[SOURCE RECORDS Boundary: Start]

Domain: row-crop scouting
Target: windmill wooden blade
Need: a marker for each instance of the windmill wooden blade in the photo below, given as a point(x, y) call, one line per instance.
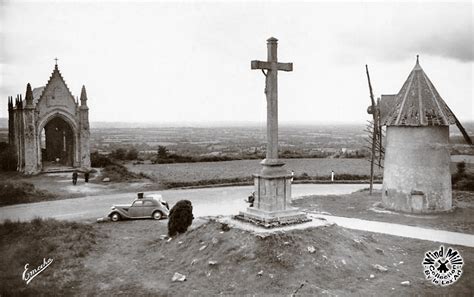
point(372, 110)
point(461, 128)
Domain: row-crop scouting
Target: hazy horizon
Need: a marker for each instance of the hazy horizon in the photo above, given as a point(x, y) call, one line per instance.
point(190, 61)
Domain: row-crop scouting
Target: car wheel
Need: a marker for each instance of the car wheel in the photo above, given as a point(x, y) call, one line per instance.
point(157, 215)
point(115, 217)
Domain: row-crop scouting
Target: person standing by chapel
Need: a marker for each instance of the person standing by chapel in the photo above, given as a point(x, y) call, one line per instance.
point(74, 177)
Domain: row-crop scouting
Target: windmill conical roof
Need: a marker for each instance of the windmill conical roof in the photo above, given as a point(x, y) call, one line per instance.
point(418, 103)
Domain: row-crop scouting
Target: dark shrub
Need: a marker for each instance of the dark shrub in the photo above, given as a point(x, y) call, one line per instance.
point(132, 154)
point(180, 218)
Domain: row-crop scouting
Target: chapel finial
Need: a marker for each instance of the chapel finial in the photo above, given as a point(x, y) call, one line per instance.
point(29, 95)
point(83, 96)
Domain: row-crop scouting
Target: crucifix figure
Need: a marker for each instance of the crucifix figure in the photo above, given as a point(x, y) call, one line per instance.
point(271, 90)
point(271, 203)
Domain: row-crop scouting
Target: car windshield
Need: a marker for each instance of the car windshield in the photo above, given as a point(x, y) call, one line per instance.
point(138, 203)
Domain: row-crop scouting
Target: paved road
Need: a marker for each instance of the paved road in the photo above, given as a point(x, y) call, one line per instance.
point(223, 201)
point(402, 230)
point(206, 202)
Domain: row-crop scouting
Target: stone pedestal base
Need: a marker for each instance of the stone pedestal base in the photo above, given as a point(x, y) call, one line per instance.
point(272, 198)
point(273, 219)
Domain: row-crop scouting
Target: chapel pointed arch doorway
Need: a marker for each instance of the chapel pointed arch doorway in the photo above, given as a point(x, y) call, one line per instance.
point(57, 143)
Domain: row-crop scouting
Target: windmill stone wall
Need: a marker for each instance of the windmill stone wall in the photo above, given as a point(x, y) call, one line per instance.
point(417, 176)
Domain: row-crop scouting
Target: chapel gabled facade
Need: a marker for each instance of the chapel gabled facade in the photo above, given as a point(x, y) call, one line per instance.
point(49, 128)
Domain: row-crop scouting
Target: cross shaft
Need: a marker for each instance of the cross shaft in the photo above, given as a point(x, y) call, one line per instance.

[SOURCE RECORDS Boundary: End]

# [INSTRUCTIONS TO FOLLOW]
Output, exactly, all the records above; include no pictures.

# [TASK RESPONSE]
Domain: row-crop scouting
Target: windmill wooden blade
Need: a marker for each instance of the windmill wooden blade in the photo below, given as a point(x, y) call, one line per instance.
point(372, 110)
point(461, 128)
Domain: row-crop scouting
Target: hazy horizon
Need: a marker for each instance of the hazy horizon in the photo above, given as a point(x, y) call, one line per instance.
point(190, 61)
Domain: row-crop scouting
Target: car wheel
Need: a marker for each instance of the car wheel in the photo above, given as a point(x, y) call, one line per instance.
point(157, 215)
point(115, 217)
Domain: row-crop scouting
Target: person standing by chapel
Need: a marker for each instance of the person standing by chapel in the photo above, given as a point(x, y) call, one line per instance.
point(74, 177)
Domain: row-crop scouting
Target: windmill conical roof
Need: a marker for each instance of the windmill conical roof in the photo above, given as a point(x, y) call, one line per instance.
point(418, 103)
Domain: row-crop scouting
Target: dark shrub
Need: a marker for each instance of the dark shrub in the photo above, given as a point(x, y) call, one line per instance.
point(132, 154)
point(180, 218)
Domain: row-crop scouting
Target: chapel finial
Need: a marker for each instance of the chapel finial in the photo above, given as a point(x, y) call, one line per instance.
point(29, 95)
point(83, 96)
Domain: row-crop scouting
Target: crucifix figure
Need: a marker for each instance of the crucifix figure in the photo above, given as a point(x, y) call, one line per instance.
point(271, 90)
point(271, 203)
Domain: row-crop scouting
Target: car windshield
Need: a marker for each instance of the car windshield in the photo above, given as a point(x, y) call, one line per instance.
point(138, 203)
Domain: row-crop scouting
Target: paved road
Need: a marker for each instance of the paved road in the photo above, given as a point(x, y) call, one line per instance.
point(223, 201)
point(402, 230)
point(206, 202)
Domain: row-crop scouting
Target: stone pedestal base
Need: a marker for each instance of the stone pedestal base in the photo above, given as a point(x, y) call, one line per instance.
point(272, 198)
point(273, 219)
Domain: row-crop scouting
Target: chapel pointed arch doorway
Need: a marker for each instance of the chapel pointed arch doorway in the photo above, given as a point(x, y) call, one line per instance.
point(57, 143)
Domain: row-crop scouting
Target: windmill stone wall
Need: a marker for each instance of the windmill stone wall in the photo above, given as a point(x, y) call, one line per instance.
point(417, 176)
Domain: row-crop scouting
Target: chapel gabled facade
Need: a marker for each instance of the chapel gabled facade in the photo above, given as a point(x, y) call, one line per instance.
point(49, 128)
Domain: row-crop scouting
Target: cross shaft
Need: a marker for each instance of the cross shaft in the photo above, given as a point(x, y) call, one line per instance.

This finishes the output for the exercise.